> **What this task involves**: Repeat, word for word, every line from the line holding "find the stadium grandstand" through the final line of the entries below. Skip all pictures.

> **Extracted records**:
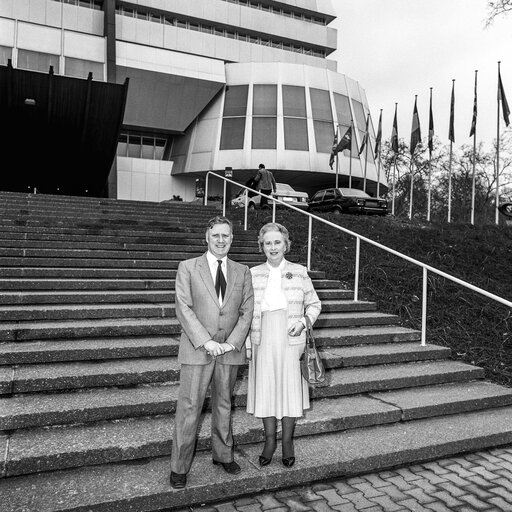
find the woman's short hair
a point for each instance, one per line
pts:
(274, 226)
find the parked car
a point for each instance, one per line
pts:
(347, 200)
(284, 192)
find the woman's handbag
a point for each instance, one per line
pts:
(311, 365)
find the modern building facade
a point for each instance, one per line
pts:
(212, 84)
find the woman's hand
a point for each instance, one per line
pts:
(296, 329)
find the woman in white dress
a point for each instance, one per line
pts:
(283, 295)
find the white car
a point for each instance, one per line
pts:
(283, 192)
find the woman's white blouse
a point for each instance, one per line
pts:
(274, 297)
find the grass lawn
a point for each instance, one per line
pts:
(478, 329)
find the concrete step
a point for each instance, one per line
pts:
(81, 349)
(30, 352)
(144, 484)
(341, 336)
(92, 405)
(61, 199)
(17, 331)
(159, 309)
(191, 243)
(103, 233)
(135, 259)
(135, 372)
(40, 449)
(99, 232)
(52, 278)
(110, 296)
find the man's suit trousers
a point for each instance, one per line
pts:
(194, 381)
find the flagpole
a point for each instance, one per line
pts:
(497, 200)
(395, 132)
(451, 155)
(350, 153)
(473, 184)
(366, 150)
(412, 187)
(379, 157)
(394, 181)
(429, 193)
(337, 161)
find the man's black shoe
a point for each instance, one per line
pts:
(178, 480)
(229, 467)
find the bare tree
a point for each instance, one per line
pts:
(498, 8)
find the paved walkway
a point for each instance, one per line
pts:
(480, 481)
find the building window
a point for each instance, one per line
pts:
(141, 146)
(264, 100)
(5, 55)
(264, 112)
(232, 134)
(344, 115)
(80, 68)
(264, 132)
(234, 115)
(295, 122)
(38, 61)
(322, 119)
(235, 102)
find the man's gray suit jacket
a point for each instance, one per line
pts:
(201, 316)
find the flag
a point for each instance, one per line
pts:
(473, 121)
(451, 131)
(334, 144)
(503, 99)
(365, 137)
(344, 143)
(379, 136)
(415, 130)
(394, 134)
(430, 126)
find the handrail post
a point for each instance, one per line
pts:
(310, 232)
(246, 208)
(356, 278)
(224, 200)
(424, 308)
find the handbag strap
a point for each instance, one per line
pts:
(310, 338)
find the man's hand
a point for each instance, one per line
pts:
(213, 348)
(296, 329)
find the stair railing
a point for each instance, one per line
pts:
(426, 268)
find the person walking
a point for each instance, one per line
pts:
(214, 305)
(283, 296)
(266, 184)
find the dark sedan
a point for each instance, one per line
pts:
(347, 200)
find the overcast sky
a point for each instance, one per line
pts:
(399, 48)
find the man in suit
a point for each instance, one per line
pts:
(214, 305)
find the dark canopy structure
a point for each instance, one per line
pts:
(60, 132)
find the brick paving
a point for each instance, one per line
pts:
(476, 482)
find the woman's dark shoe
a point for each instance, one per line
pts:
(288, 462)
(265, 461)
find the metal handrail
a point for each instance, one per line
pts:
(426, 268)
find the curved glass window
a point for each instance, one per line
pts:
(264, 132)
(264, 100)
(264, 116)
(322, 119)
(233, 122)
(295, 122)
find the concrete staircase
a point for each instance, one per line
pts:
(88, 370)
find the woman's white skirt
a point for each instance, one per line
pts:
(275, 384)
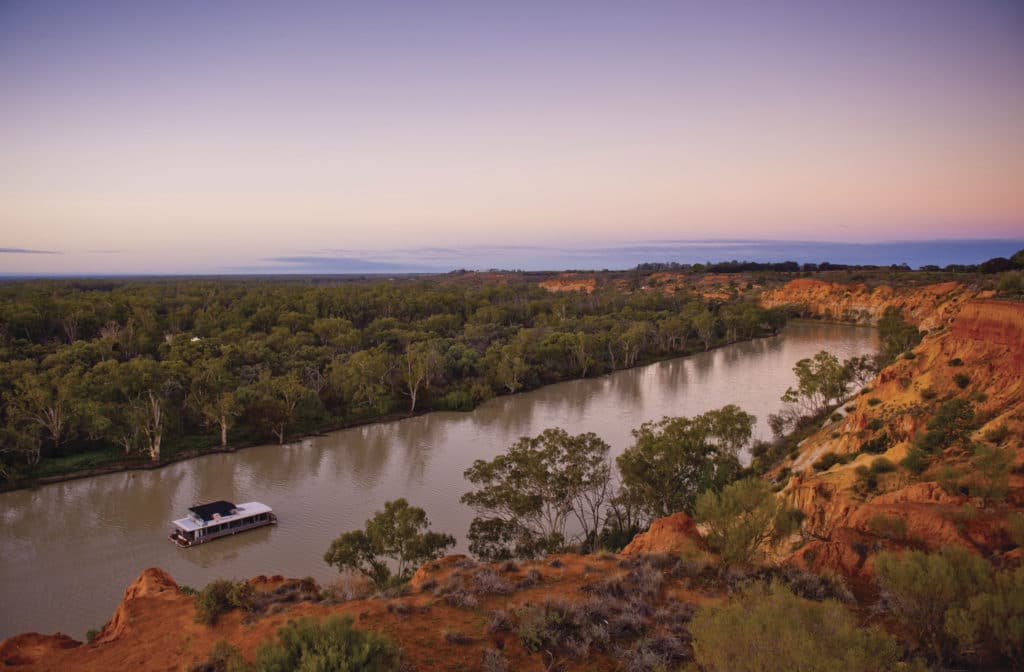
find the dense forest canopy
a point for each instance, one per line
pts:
(108, 369)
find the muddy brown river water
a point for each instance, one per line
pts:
(69, 550)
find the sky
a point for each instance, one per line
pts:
(245, 136)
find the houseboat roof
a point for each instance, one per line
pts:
(219, 508)
(206, 514)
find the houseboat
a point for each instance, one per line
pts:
(209, 521)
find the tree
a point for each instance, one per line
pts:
(741, 518)
(769, 629)
(364, 378)
(527, 495)
(422, 362)
(399, 533)
(279, 397)
(44, 404)
(705, 323)
(821, 381)
(675, 459)
(212, 395)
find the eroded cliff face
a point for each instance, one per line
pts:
(977, 357)
(928, 306)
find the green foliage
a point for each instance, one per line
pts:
(221, 596)
(882, 465)
(223, 657)
(990, 473)
(767, 628)
(821, 381)
(997, 434)
(305, 645)
(675, 459)
(526, 496)
(150, 368)
(829, 459)
(878, 445)
(949, 426)
(1015, 528)
(400, 534)
(915, 460)
(896, 335)
(742, 518)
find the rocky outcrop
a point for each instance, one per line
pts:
(675, 534)
(153, 584)
(927, 306)
(978, 357)
(26, 649)
(570, 283)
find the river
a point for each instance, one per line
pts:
(69, 550)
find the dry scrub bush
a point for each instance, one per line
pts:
(767, 628)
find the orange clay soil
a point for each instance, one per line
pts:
(154, 628)
(842, 518)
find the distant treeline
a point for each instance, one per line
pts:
(92, 370)
(994, 265)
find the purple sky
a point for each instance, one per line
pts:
(206, 136)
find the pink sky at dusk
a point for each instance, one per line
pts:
(181, 137)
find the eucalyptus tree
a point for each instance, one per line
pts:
(675, 459)
(526, 496)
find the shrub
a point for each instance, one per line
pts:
(882, 465)
(221, 596)
(997, 434)
(223, 657)
(915, 460)
(829, 459)
(1015, 528)
(878, 445)
(767, 628)
(867, 481)
(950, 425)
(493, 660)
(335, 644)
(888, 527)
(456, 637)
(740, 518)
(487, 582)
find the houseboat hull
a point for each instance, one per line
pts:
(218, 519)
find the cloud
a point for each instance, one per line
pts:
(22, 250)
(334, 264)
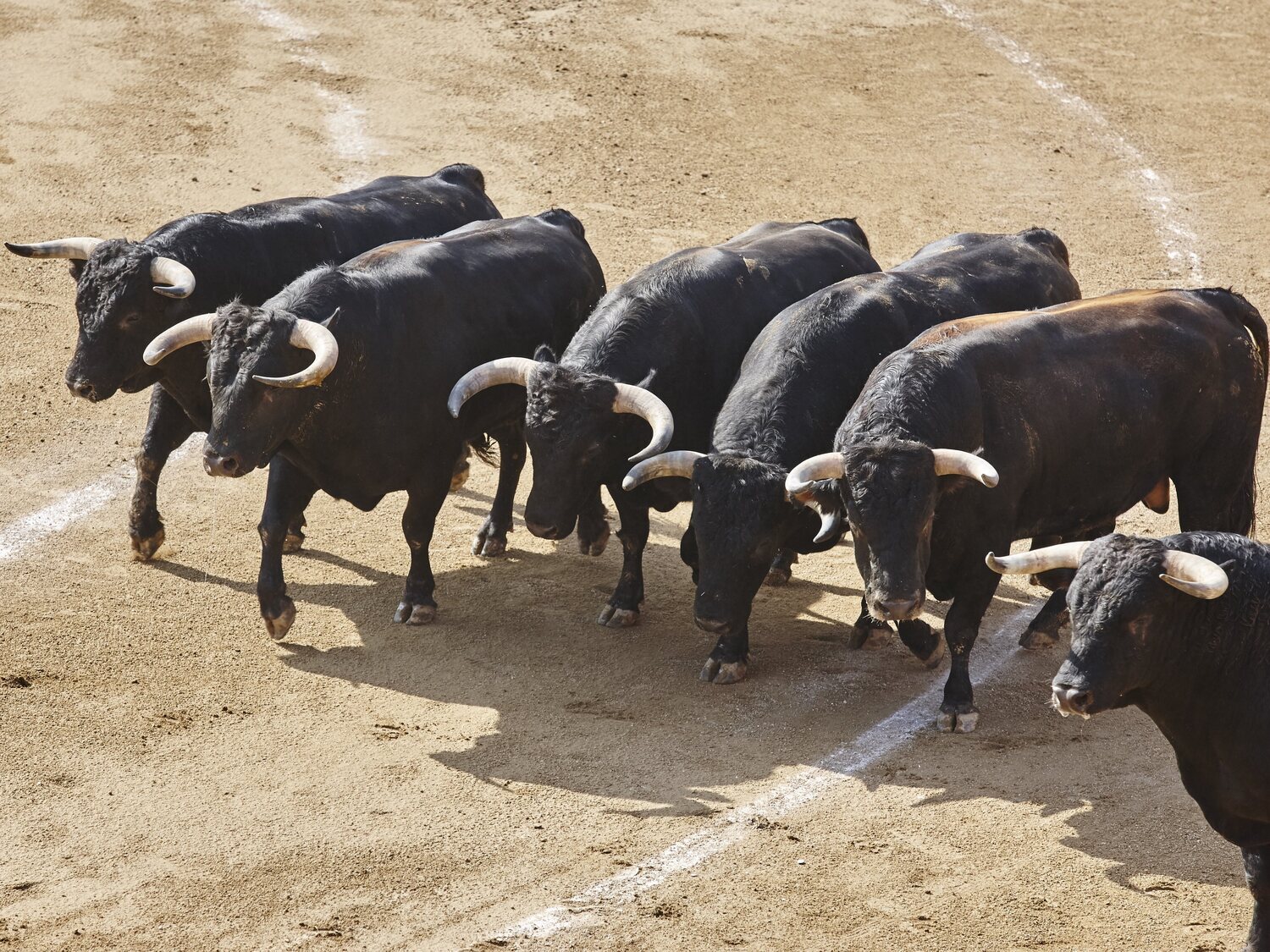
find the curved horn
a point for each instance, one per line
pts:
(957, 462)
(314, 337)
(190, 330)
(644, 403)
(830, 523)
(677, 462)
(78, 249)
(172, 278)
(1193, 574)
(826, 466)
(1064, 555)
(505, 370)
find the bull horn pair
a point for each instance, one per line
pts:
(832, 466)
(307, 335)
(172, 278)
(629, 400)
(1185, 571)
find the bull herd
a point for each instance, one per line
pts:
(780, 381)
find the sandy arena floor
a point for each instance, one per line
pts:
(172, 779)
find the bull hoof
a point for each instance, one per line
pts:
(409, 614)
(723, 672)
(958, 721)
(594, 543)
(615, 617)
(279, 625)
(868, 636)
(490, 541)
(144, 548)
(777, 575)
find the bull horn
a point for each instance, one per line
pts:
(79, 248)
(314, 337)
(505, 370)
(1064, 555)
(957, 462)
(1193, 574)
(826, 466)
(172, 278)
(830, 525)
(190, 330)
(677, 462)
(645, 404)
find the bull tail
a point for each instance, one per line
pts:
(1051, 241)
(465, 174)
(483, 448)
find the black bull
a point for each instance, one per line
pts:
(1082, 409)
(678, 329)
(798, 381)
(408, 320)
(248, 256)
(1179, 627)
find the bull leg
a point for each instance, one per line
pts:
(975, 593)
(1256, 871)
(594, 526)
(462, 469)
(167, 428)
(284, 500)
(866, 630)
(492, 537)
(780, 570)
(924, 641)
(427, 495)
(729, 660)
(627, 598)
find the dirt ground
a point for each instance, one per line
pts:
(169, 779)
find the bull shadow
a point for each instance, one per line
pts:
(621, 715)
(1110, 781)
(616, 713)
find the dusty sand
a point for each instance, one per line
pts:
(169, 779)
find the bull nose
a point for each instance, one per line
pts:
(541, 530)
(1069, 700)
(218, 465)
(898, 609)
(713, 625)
(81, 388)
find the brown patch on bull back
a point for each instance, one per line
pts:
(1157, 500)
(964, 325)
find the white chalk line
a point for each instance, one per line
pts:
(1179, 245)
(881, 740)
(345, 121)
(30, 530)
(1176, 238)
(348, 140)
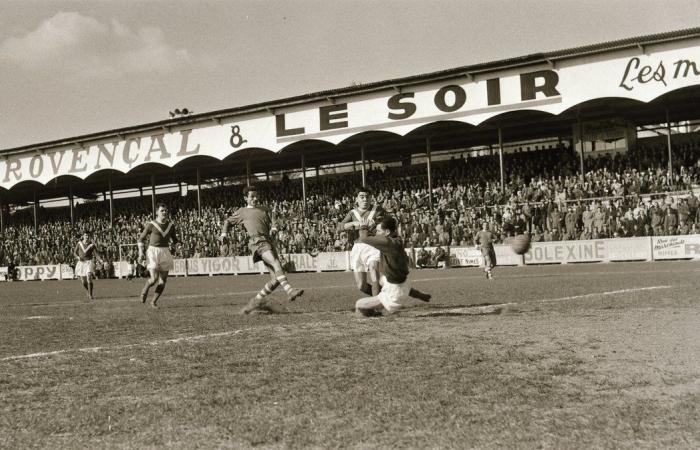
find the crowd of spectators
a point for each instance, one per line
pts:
(626, 194)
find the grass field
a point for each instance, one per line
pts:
(580, 356)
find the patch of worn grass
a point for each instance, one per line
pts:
(570, 375)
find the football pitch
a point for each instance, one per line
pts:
(574, 356)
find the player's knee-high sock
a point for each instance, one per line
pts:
(415, 293)
(282, 279)
(146, 288)
(160, 287)
(267, 289)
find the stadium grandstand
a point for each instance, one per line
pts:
(595, 142)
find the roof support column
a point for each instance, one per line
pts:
(668, 143)
(362, 158)
(2, 216)
(153, 194)
(580, 141)
(247, 172)
(500, 158)
(429, 168)
(71, 205)
(111, 204)
(36, 212)
(199, 194)
(303, 182)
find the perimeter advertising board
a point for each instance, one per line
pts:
(676, 247)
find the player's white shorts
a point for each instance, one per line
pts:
(361, 256)
(394, 296)
(159, 258)
(84, 268)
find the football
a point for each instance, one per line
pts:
(521, 244)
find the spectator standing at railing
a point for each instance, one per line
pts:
(693, 203)
(683, 211)
(598, 219)
(670, 221)
(570, 221)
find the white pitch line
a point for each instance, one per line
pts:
(620, 291)
(347, 285)
(121, 347)
(490, 309)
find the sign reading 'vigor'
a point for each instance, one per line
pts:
(472, 99)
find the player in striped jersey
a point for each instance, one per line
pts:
(361, 222)
(257, 222)
(85, 252)
(160, 233)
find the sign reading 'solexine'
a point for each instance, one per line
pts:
(676, 247)
(596, 250)
(641, 74)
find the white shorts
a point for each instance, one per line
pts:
(394, 296)
(361, 256)
(159, 258)
(84, 268)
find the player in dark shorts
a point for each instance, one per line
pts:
(85, 251)
(484, 240)
(393, 266)
(160, 234)
(364, 259)
(257, 222)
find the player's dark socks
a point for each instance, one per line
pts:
(294, 293)
(415, 293)
(366, 289)
(368, 312)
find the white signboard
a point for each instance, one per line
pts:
(676, 247)
(564, 252)
(224, 265)
(642, 74)
(47, 272)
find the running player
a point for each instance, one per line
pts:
(393, 266)
(364, 259)
(85, 252)
(257, 222)
(484, 240)
(159, 260)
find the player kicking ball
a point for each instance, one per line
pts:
(393, 266)
(85, 252)
(257, 222)
(364, 259)
(161, 233)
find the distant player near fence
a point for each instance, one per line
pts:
(84, 252)
(159, 262)
(361, 222)
(484, 241)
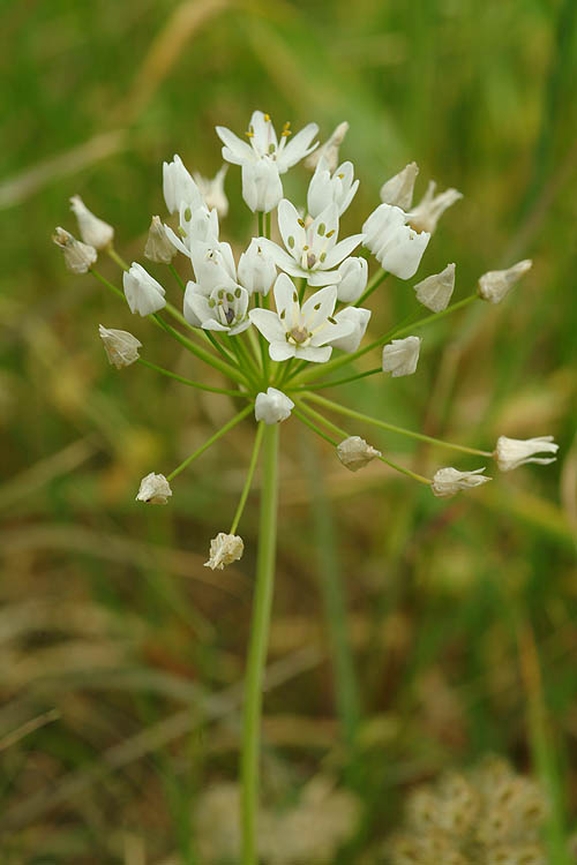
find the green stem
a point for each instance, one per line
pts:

> **Written solution**:
find the stadium grandstand
a point for each instance, one per line
pts:
(595, 142)
find the roof support column
a point for each instance, one per line
pts:
(668, 143)
(362, 158)
(2, 216)
(153, 194)
(580, 141)
(247, 172)
(500, 158)
(429, 168)
(71, 205)
(111, 204)
(36, 212)
(199, 194)
(303, 182)
find the perimeter advertising board
a point for each instance, one per line
pts:
(676, 247)
find the player's white shorts
a point for each instance, one per line
pts:
(361, 256)
(394, 296)
(159, 258)
(84, 268)
find the football
a point for each instance, one per line
pts:
(521, 244)
find the spectator standing at railing
a point for each instance, one per line
pts:
(693, 203)
(683, 211)
(598, 219)
(670, 221)
(570, 221)
find the white pitch line
a point for each instance, one per line
pts:
(620, 291)
(347, 285)
(121, 347)
(490, 309)
find the sign reading 'vigor'
a point for each instance, one per line
pts:
(472, 99)
find the player in striped jersey
a point for each instance, one per line
pts:
(361, 222)
(257, 222)
(85, 252)
(160, 233)
find the sign reading 'solexine'
a point for each instance, one per line
pts:
(676, 247)
(596, 250)
(641, 74)
find the white shorts
a point for each instance, one per line
pts:
(394, 296)
(361, 256)
(159, 258)
(84, 268)
find the player in dark shorts
a point for each instance, one per line
pts:
(85, 251)
(484, 240)
(393, 266)
(160, 234)
(364, 259)
(257, 222)
find the player's dark socks
a point for each instance, one per line
pts:
(294, 293)
(415, 293)
(366, 289)
(368, 312)
find the white signboard
a point for each instance, one per line
pts:
(676, 247)
(564, 252)
(224, 265)
(642, 74)
(47, 272)
find the running player
a point for each instance, one per line
pts:
(393, 266)
(364, 259)
(85, 252)
(257, 222)
(484, 240)
(159, 260)
find the player kicking ball
a point for each instance, one per line
pts:
(393, 266)
(85, 252)
(257, 222)
(364, 259)
(161, 233)
find the distant player near fence
a point for each instance, one per line
pts:
(84, 252)
(159, 262)
(361, 222)
(484, 241)
find the green stem
a point for each instance, one per line
pts:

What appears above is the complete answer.